((

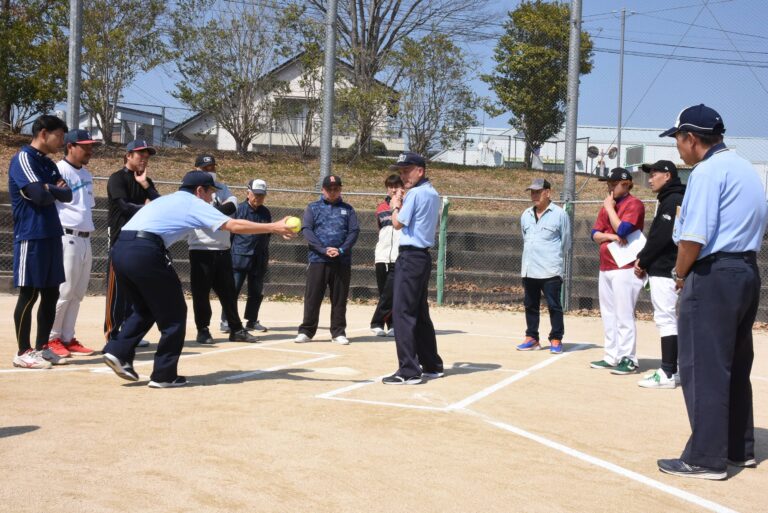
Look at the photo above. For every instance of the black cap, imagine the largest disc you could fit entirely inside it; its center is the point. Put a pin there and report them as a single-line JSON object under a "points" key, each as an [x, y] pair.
{"points": [[78, 136], [330, 180], [138, 145], [196, 178], [407, 159], [539, 184], [661, 165], [205, 160], [698, 119], [617, 174]]}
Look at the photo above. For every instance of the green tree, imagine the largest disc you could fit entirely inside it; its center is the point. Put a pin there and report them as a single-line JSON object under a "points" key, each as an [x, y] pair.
{"points": [[225, 56], [436, 104], [120, 39], [32, 48], [370, 32], [530, 78]]}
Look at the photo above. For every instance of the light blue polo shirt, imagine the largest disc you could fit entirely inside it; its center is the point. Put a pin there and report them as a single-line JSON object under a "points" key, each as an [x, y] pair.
{"points": [[419, 215], [724, 207], [173, 216], [544, 241]]}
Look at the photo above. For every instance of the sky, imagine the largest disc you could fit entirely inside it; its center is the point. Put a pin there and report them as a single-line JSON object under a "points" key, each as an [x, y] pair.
{"points": [[655, 87]]}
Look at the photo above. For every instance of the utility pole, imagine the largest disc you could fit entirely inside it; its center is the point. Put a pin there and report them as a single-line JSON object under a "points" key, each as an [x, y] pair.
{"points": [[329, 71], [571, 119], [75, 52], [621, 84]]}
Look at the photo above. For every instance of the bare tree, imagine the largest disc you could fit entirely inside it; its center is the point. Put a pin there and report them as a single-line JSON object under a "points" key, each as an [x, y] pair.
{"points": [[225, 56], [120, 39], [370, 31]]}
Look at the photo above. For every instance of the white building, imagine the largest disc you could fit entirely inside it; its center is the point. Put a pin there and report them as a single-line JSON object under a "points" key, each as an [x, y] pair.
{"points": [[130, 124], [202, 131]]}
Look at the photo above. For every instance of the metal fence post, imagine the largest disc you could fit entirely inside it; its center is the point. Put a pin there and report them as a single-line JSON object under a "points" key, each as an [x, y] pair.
{"points": [[441, 250]]}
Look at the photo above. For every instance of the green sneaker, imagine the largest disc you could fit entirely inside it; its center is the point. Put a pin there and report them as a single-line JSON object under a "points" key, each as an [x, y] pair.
{"points": [[625, 366]]}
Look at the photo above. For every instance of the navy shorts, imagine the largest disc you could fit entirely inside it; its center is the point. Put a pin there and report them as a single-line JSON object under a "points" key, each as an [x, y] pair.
{"points": [[38, 263]]}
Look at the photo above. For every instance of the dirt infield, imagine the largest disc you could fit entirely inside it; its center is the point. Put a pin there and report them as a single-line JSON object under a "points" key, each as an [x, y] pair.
{"points": [[284, 427]]}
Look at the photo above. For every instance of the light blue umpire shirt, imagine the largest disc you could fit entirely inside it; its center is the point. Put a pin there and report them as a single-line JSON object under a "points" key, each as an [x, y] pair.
{"points": [[544, 242], [419, 215], [173, 216], [724, 207]]}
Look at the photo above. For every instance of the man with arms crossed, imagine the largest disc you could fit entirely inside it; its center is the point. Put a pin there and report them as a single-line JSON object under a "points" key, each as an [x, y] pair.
{"points": [[719, 232], [416, 216]]}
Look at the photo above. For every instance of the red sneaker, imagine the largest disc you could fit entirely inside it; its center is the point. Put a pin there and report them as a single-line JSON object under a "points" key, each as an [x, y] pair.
{"points": [[58, 348], [79, 349]]}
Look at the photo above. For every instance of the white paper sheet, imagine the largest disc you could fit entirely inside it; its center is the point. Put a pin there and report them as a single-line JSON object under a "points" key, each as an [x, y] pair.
{"points": [[628, 253]]}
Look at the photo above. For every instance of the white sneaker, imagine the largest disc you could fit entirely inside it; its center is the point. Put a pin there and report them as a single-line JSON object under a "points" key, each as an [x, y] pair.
{"points": [[31, 359], [657, 379]]}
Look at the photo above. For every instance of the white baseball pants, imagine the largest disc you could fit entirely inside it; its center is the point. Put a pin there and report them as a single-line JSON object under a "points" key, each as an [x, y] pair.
{"points": [[618, 291], [77, 270], [664, 299]]}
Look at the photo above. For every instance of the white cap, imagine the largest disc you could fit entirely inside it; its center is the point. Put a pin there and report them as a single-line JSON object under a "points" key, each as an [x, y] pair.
{"points": [[257, 186]]}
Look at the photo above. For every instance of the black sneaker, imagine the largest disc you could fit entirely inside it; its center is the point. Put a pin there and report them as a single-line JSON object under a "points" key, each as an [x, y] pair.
{"points": [[255, 326], [180, 381], [242, 335], [204, 337], [678, 467], [121, 368], [396, 379]]}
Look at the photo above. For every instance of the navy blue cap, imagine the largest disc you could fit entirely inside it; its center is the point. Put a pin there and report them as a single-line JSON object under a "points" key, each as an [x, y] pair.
{"points": [[78, 136], [698, 119], [197, 178], [407, 159], [138, 145], [617, 174]]}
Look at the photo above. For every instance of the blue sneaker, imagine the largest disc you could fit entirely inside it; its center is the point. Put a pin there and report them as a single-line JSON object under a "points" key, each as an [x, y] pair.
{"points": [[530, 344]]}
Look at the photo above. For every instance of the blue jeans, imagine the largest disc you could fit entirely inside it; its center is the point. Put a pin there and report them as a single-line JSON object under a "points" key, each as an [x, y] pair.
{"points": [[551, 288]]}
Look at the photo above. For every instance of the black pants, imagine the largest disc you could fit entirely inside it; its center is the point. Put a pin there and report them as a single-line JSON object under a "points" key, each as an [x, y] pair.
{"points": [[414, 331], [385, 280], [46, 313], [212, 269], [255, 276], [718, 306], [118, 307], [145, 273], [532, 301], [335, 276]]}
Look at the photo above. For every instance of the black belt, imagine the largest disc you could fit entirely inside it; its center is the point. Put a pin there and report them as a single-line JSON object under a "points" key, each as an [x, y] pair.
{"points": [[747, 256], [413, 248], [151, 236], [77, 233]]}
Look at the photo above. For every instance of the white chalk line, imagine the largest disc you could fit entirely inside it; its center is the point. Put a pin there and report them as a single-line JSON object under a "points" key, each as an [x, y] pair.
{"points": [[616, 469]]}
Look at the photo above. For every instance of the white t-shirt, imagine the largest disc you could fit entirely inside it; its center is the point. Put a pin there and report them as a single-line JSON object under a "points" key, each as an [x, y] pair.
{"points": [[78, 213]]}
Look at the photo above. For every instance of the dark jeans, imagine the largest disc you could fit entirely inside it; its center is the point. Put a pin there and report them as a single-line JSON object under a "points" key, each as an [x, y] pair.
{"points": [[385, 279], [718, 306], [414, 332], [532, 301], [213, 270], [334, 276], [255, 278]]}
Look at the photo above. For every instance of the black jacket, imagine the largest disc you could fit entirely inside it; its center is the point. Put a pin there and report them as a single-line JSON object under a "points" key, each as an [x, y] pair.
{"points": [[660, 253]]}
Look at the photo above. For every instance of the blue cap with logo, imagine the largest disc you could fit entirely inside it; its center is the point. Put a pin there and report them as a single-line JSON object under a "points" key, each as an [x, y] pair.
{"points": [[138, 145], [407, 159], [698, 119]]}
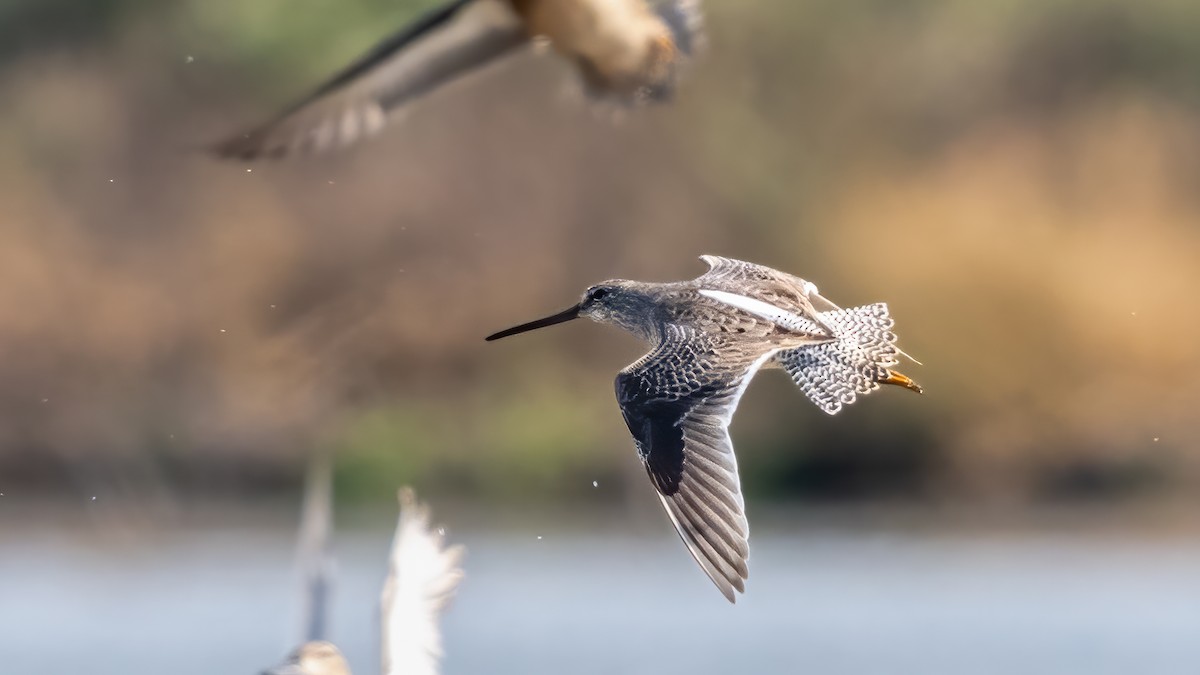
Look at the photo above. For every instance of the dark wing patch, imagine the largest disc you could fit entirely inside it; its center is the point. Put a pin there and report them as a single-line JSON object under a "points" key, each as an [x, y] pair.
{"points": [[658, 432], [677, 402]]}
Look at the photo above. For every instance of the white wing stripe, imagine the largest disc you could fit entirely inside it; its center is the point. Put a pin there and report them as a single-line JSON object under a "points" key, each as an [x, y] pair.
{"points": [[778, 316]]}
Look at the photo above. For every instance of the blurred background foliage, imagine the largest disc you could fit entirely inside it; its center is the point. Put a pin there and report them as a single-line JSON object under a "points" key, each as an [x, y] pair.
{"points": [[1017, 178]]}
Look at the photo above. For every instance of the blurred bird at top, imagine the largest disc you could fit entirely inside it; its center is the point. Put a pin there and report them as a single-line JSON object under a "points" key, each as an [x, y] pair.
{"points": [[627, 51]]}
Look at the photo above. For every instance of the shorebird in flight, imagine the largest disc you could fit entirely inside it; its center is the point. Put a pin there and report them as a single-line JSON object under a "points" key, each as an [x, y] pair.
{"points": [[711, 335], [628, 51]]}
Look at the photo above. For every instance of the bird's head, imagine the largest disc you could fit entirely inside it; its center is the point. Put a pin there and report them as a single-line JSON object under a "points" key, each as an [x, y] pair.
{"points": [[312, 658], [617, 302]]}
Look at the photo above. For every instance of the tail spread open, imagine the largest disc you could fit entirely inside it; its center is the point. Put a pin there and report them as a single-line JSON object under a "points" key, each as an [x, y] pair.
{"points": [[834, 374]]}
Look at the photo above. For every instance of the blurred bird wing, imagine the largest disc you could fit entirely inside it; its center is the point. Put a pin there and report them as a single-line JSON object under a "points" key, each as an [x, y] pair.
{"points": [[312, 550], [423, 575], [354, 103], [765, 284], [678, 401]]}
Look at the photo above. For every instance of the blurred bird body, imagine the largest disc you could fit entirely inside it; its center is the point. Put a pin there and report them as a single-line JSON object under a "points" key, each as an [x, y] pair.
{"points": [[709, 336], [625, 49]]}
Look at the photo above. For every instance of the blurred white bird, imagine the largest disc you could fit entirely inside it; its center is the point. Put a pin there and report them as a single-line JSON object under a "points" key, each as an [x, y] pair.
{"points": [[423, 575]]}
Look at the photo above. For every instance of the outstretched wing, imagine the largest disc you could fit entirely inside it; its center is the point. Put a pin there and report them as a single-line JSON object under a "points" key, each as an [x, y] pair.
{"points": [[765, 284], [677, 402], [441, 46]]}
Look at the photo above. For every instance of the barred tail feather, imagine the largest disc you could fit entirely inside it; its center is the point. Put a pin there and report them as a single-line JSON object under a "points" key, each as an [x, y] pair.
{"points": [[834, 374]]}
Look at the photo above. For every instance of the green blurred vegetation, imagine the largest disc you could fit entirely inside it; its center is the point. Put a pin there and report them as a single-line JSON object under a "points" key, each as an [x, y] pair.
{"points": [[1015, 178]]}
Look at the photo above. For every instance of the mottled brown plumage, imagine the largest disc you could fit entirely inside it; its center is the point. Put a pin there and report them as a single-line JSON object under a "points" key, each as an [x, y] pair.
{"points": [[711, 336]]}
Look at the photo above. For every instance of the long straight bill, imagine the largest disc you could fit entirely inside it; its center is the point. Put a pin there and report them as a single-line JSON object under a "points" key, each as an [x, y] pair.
{"points": [[561, 317]]}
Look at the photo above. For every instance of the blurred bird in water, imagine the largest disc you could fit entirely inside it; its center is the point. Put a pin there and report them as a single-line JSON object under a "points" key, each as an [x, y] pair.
{"points": [[629, 51], [711, 336], [423, 577]]}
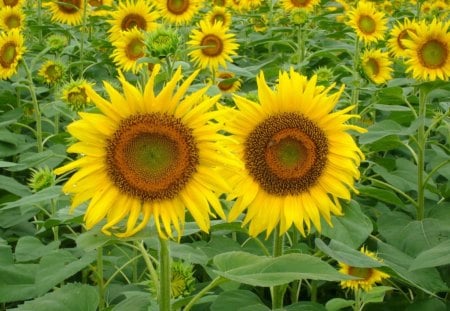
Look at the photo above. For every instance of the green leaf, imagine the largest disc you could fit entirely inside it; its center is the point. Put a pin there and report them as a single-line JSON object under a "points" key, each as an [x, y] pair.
{"points": [[352, 229], [264, 271], [433, 257], [71, 297]]}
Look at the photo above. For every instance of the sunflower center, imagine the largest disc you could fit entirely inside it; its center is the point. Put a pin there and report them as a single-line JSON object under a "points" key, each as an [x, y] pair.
{"points": [[69, 6], [363, 273], [286, 153], [434, 54], [12, 21], [151, 156], [135, 49], [133, 20], [367, 24], [8, 54], [212, 45], [177, 7]]}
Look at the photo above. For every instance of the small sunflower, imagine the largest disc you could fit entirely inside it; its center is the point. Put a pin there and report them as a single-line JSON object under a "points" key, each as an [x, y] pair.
{"points": [[297, 160], [178, 11], [132, 14], [369, 276], [213, 45], [66, 11], [308, 5], [428, 51], [148, 154], [11, 51], [11, 17], [376, 65], [128, 50], [219, 14], [52, 72], [368, 23], [399, 33]]}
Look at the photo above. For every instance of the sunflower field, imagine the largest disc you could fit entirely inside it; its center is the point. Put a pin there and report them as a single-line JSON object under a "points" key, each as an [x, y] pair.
{"points": [[243, 155]]}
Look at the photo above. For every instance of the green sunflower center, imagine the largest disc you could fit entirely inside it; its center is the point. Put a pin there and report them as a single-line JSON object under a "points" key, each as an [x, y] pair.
{"points": [[212, 45], [69, 6], [434, 54], [8, 54], [177, 7], [151, 156], [135, 49], [286, 154], [367, 24]]}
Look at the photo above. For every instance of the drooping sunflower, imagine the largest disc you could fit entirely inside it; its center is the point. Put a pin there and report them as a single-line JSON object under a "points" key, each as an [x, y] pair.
{"points": [[11, 17], [178, 11], [368, 23], [376, 65], [428, 51], [11, 51], [399, 33], [66, 11], [147, 154], [219, 14], [369, 276], [297, 160], [308, 5], [128, 50], [132, 14], [213, 45]]}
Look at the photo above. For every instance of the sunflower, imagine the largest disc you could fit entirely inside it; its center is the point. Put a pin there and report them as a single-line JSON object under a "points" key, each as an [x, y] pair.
{"points": [[178, 11], [213, 45], [369, 276], [11, 17], [297, 160], [66, 11], [376, 65], [132, 14], [129, 49], [219, 14], [399, 33], [368, 23], [428, 51], [11, 51], [52, 72], [289, 5], [147, 154]]}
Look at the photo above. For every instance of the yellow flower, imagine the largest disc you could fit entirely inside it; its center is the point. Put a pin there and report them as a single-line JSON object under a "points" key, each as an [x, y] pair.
{"points": [[66, 11], [132, 14], [129, 49], [376, 65], [369, 276], [297, 160], [147, 154], [399, 33], [368, 23], [428, 51], [213, 45], [178, 11], [11, 17], [11, 51]]}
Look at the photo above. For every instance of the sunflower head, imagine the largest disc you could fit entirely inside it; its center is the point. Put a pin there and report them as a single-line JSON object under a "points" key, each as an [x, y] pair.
{"points": [[368, 276]]}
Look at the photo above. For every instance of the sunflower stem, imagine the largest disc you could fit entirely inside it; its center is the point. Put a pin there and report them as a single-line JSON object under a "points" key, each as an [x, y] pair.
{"points": [[278, 291], [164, 275]]}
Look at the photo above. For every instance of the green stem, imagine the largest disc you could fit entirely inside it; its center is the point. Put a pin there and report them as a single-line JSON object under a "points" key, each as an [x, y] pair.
{"points": [[421, 141], [164, 275], [278, 291], [37, 112], [214, 283]]}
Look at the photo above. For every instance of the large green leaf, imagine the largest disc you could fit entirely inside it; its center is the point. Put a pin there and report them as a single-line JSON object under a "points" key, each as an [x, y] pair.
{"points": [[255, 270], [71, 297]]}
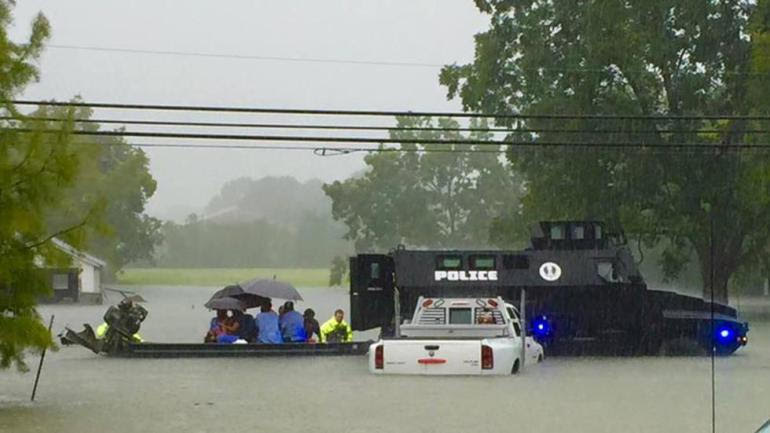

))

**Task description**
Which lines of the items above contain the word "shorebird"? Copy each such line in full.

**Answer below**
Look at the photo above. For every instance of the shorebird in flight, imagine the largest disc you could fit entirely inside it; its center is the point. Put a pin there and report them as a single-line JSON object under a "points" key, each as an [x, y] pair.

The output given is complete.